* _Records for processing_
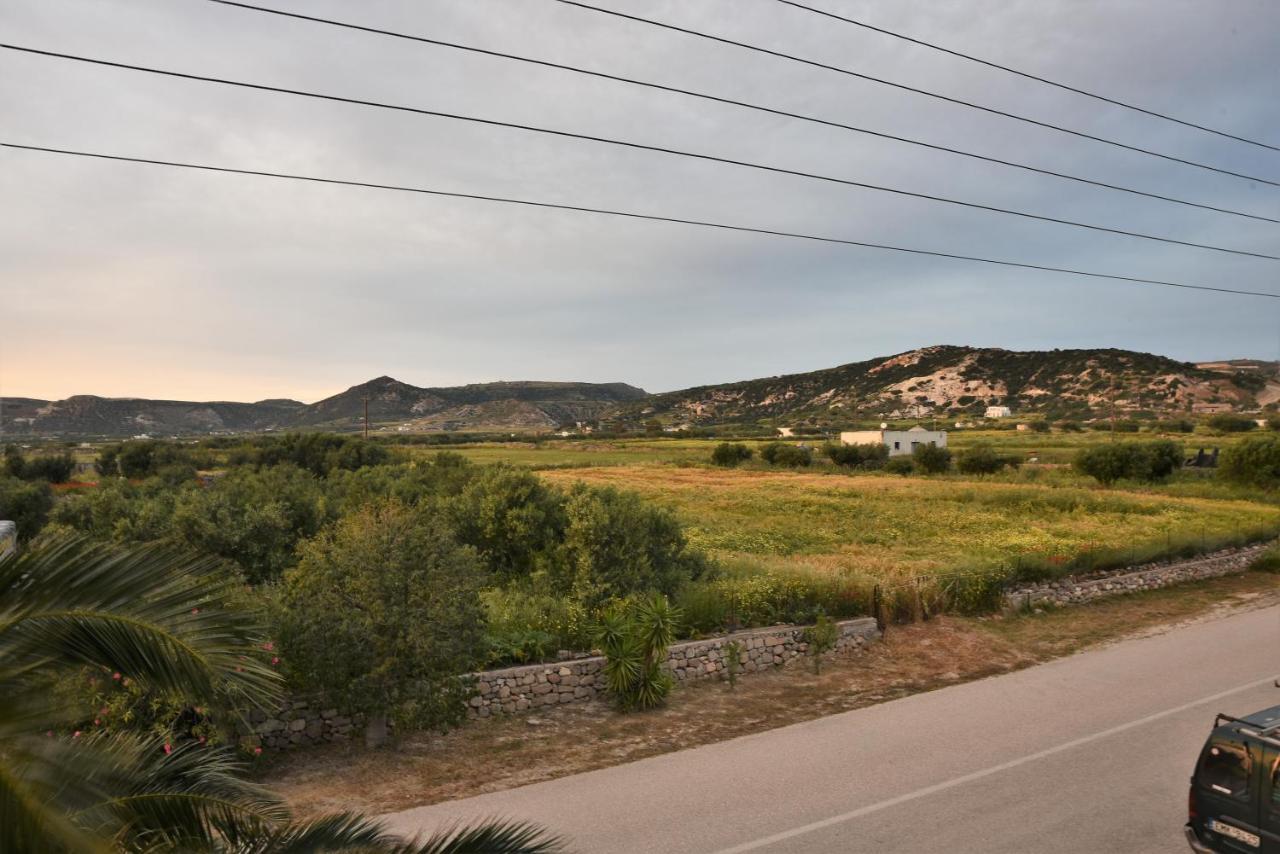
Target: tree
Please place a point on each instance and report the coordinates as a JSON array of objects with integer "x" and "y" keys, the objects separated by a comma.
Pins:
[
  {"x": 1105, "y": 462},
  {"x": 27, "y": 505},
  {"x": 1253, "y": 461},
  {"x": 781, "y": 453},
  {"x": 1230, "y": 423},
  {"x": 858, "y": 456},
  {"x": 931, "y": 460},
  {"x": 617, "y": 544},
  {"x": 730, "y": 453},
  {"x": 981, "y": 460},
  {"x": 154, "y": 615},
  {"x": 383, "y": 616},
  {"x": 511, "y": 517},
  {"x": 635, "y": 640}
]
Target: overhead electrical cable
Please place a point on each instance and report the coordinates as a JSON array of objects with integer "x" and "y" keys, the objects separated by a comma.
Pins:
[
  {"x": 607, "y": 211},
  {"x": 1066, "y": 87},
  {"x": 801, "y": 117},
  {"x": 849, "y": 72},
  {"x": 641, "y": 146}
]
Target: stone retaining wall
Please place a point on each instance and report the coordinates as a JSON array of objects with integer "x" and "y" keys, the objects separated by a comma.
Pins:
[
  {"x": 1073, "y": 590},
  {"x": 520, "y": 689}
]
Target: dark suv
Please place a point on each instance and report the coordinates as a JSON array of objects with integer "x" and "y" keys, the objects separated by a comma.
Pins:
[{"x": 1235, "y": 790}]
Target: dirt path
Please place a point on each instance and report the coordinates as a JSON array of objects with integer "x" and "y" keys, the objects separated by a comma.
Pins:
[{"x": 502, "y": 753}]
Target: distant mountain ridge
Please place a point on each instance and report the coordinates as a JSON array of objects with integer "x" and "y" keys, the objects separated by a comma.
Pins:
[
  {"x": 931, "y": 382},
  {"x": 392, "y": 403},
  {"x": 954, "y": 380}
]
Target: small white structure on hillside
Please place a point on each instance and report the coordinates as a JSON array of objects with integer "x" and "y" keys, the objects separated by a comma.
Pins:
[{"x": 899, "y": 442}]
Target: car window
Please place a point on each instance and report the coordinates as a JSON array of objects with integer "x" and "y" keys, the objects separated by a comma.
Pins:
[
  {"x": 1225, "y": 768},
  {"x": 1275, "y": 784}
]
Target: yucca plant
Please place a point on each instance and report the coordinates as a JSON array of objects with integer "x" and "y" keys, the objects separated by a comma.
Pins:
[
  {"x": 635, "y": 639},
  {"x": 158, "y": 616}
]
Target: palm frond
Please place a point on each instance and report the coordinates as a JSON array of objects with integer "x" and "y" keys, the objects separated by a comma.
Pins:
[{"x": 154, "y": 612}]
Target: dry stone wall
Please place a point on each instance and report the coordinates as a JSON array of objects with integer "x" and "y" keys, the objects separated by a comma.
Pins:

* _Exercise description_
Revise the listing above so that every "Target" becomes "Object", with all other text left unchanged. Omit the pictures from your version.

* _Task solution_
Object: tree
Please place a point on each instance and report the coordinates as a JSON array of objects with integer "x" and "y" keys, the objects separated by a comma.
Pins:
[
  {"x": 1105, "y": 462},
  {"x": 27, "y": 505},
  {"x": 1253, "y": 461},
  {"x": 781, "y": 453},
  {"x": 1230, "y": 423},
  {"x": 858, "y": 456},
  {"x": 931, "y": 460},
  {"x": 617, "y": 544},
  {"x": 730, "y": 453},
  {"x": 981, "y": 460},
  {"x": 154, "y": 615},
  {"x": 383, "y": 616},
  {"x": 511, "y": 517},
  {"x": 635, "y": 640}
]
Object: overhead electrical cable
Please place a point on each instance and report the coordinates as a JSON array of objects with integer "x" and "y" keys, the objects separated by a comma.
Pins:
[
  {"x": 607, "y": 211},
  {"x": 1066, "y": 87},
  {"x": 801, "y": 117},
  {"x": 849, "y": 72},
  {"x": 641, "y": 146}
]
Object: stone retaining wall
Please place a point on each instance and report the coordinates as a JSON array of objects with integer "x" and "y" keys, the objects separated by a comma.
Pins:
[
  {"x": 1073, "y": 590},
  {"x": 520, "y": 689}
]
Object: dark suv
Please place a point on each instance and report the coordinates as a JSON array of objects with integer "x" and "y" keys, the objects separated by a comma.
Pins:
[{"x": 1235, "y": 790}]
Object: dirt path
Please place a point on each instance and report the coordinates as a JSON array of objects with integer "x" and "y" keys, the objects separated by a comma.
Pins:
[{"x": 502, "y": 753}]
Object: distant mountain ridge
Please place a point on each instance and report the coordinates as a JSON array of objects with integer "x" and "y" keys, the objects separated by a comma.
Pins:
[
  {"x": 931, "y": 382},
  {"x": 392, "y": 403},
  {"x": 954, "y": 380}
]
Object: small white structure on hillside
Please place a point on each instance and report the coordinates as a JSON array of objects with integer "x" and "y" keys, the objects separated by a comma.
Pins:
[{"x": 899, "y": 442}]
Object: car window
Please place a point on each instance and report the coordinates as a JSON array of objects with integer "x" and "y" keys, the objects separated by a comma.
Pins:
[
  {"x": 1225, "y": 768},
  {"x": 1275, "y": 784}
]
Object: yucca plant
Please place a point on each instance and report the coordinates as a JSON array of objects with integer "x" and "y" keys, the objects separated by a comma.
Pins:
[
  {"x": 635, "y": 639},
  {"x": 158, "y": 616}
]
Object: palm frond
Please place a point on each instance and report the coordinates as a JSON array of objects with integer "x" and "y" keys, the objects separated by a comma.
Pins:
[{"x": 154, "y": 612}]
Object: dry stone wall
Please place a point on each instance and report the coordinates as a JSON array of objects with integer "x" and "y" keys, the objects separated by a comma.
Pins:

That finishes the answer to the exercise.